-------- Data for analysis

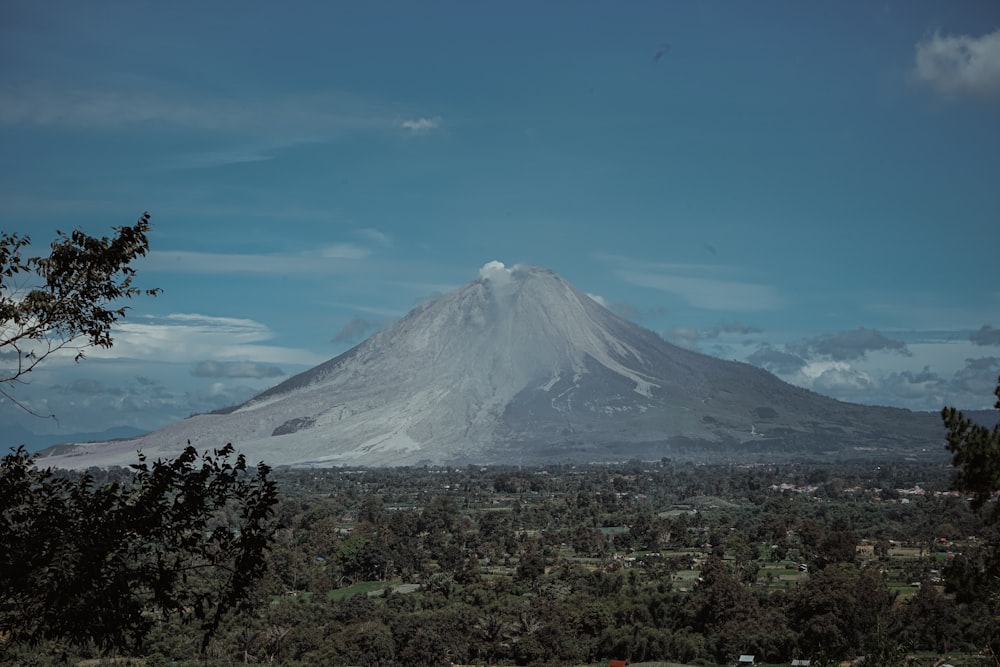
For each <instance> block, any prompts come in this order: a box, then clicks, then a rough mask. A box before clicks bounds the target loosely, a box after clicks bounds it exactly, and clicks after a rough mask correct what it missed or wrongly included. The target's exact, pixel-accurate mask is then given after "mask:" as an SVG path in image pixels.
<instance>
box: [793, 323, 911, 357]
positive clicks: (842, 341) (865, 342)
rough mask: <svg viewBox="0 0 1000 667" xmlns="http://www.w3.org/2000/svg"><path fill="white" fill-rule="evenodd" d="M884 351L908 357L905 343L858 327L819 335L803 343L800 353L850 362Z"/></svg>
mask: <svg viewBox="0 0 1000 667" xmlns="http://www.w3.org/2000/svg"><path fill="white" fill-rule="evenodd" d="M877 350H885V351H892V352H899V353H900V354H904V355H907V356H908V355H909V354H910V352H909V350H908V349H907V347H906V343H904V342H902V341H899V340H892V339H890V338H886V337H885V336H884V335H883V334H882V333H881V332H880V331H878V330H876V329H866V328H865V327H858V328H857V329H854V330H853V331H840V332H838V333H833V334H829V333H827V334H820V335H819V336H815V337H814V338H810V339H808V340H806V341H804V342H803V343H802V345H801V351H802V352H804V353H805V354H807V355H808V354H818V355H821V356H824V357H829V358H830V359H832V360H834V361H850V360H854V359H863V358H864V357H865V355H866V354H867V353H868V352H874V351H877Z"/></svg>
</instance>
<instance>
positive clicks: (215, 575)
mask: <svg viewBox="0 0 1000 667" xmlns="http://www.w3.org/2000/svg"><path fill="white" fill-rule="evenodd" d="M233 451H234V450H233V446H232V445H226V446H225V447H223V448H222V449H218V450H215V451H214V452H213V453H211V454H208V453H206V454H202V455H199V454H198V452H197V450H195V449H194V448H193V447H191V446H188V447H187V448H186V449H185V450H184V452H183V453H182V454H181V455H180V456H179V457H177V458H176V459H173V460H157V461H155V462H154V463H153V464H152V465H149V464H148V463H147V462H146V460H145V458H144V457H142V456H141V455H140V462H139V463H138V464H135V465H133V466H132V468H133V469H134V470H135V474H134V475H133V477H132V478H131V479H129V480H126V481H124V482H112V483H110V484H106V485H103V486H97V485H95V483H94V478H93V477H92V476H91V475H90V474H89V473H84V474H83V475H80V476H79V477H78V478H77V479H72V478H70V477H67V476H60V475H58V474H56V472H55V471H53V470H52V469H51V468H49V469H39V468H37V467H36V466H35V465H34V460H33V457H32V456H30V455H29V454H27V453H26V452H25V451H24V449H23V448H21V449H18V450H17V451H15V452H13V453H11V454H8V455H6V456H4V457H3V459H0V633H2V634H4V635H5V636H6V640H7V641H8V642H9V643H11V644H21V643H24V644H28V645H37V644H39V643H40V642H43V641H46V640H56V641H61V642H64V643H66V644H69V645H73V646H86V645H88V644H89V643H91V642H92V643H94V644H96V645H97V646H98V647H99V648H101V649H104V650H107V649H133V650H134V649H135V648H137V647H138V646H139V645H140V644H141V642H142V640H143V639H144V638H145V636H146V635H147V633H148V632H149V631H150V629H151V628H152V627H153V625H154V624H155V623H157V622H158V621H159V620H161V619H163V618H165V617H168V616H171V615H179V616H180V617H182V618H183V619H185V620H189V621H190V620H193V621H196V622H197V625H198V629H199V631H200V633H201V636H202V648H203V649H204V647H205V646H206V645H207V643H208V640H209V639H210V638H211V636H212V635H213V633H214V632H215V631H216V630H217V629H218V627H219V623H220V621H221V620H222V618H223V616H224V615H225V614H226V612H228V611H230V610H234V609H238V608H240V607H242V606H243V605H245V604H246V603H248V602H249V601H250V598H251V594H252V584H253V583H254V582H255V581H256V580H257V579H258V578H259V577H260V576H261V575H262V574H263V572H264V568H265V556H264V552H265V550H266V548H267V546H268V544H269V543H270V541H271V538H272V535H273V530H272V525H271V515H272V511H273V507H274V504H275V503H276V501H277V492H276V486H275V483H274V482H273V481H271V480H270V479H268V474H269V472H270V469H269V468H268V467H267V466H265V465H263V464H260V465H258V466H257V468H256V469H252V468H250V467H248V466H247V464H246V460H245V459H244V457H243V456H242V455H239V456H237V457H236V460H235V461H234V462H230V457H231V455H232V454H233ZM0 649H2V647H0Z"/></svg>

----------------

Exercise aim: Looking over the records, find each line with the word "instance" and copy it.

Solved exercise:
For each <instance> block, any prompts come in this order: a box, then clicks, then a rough mask. A box before clicks bounds the target loosely, a box after clicks bounds it exactly, and clicks after a rough mask correct what it missed or wrongly included. The target's exact, pixel-accurate mask is then given after "mask:" as an SVG path in image pixels.
<instance>
</instance>
<instance>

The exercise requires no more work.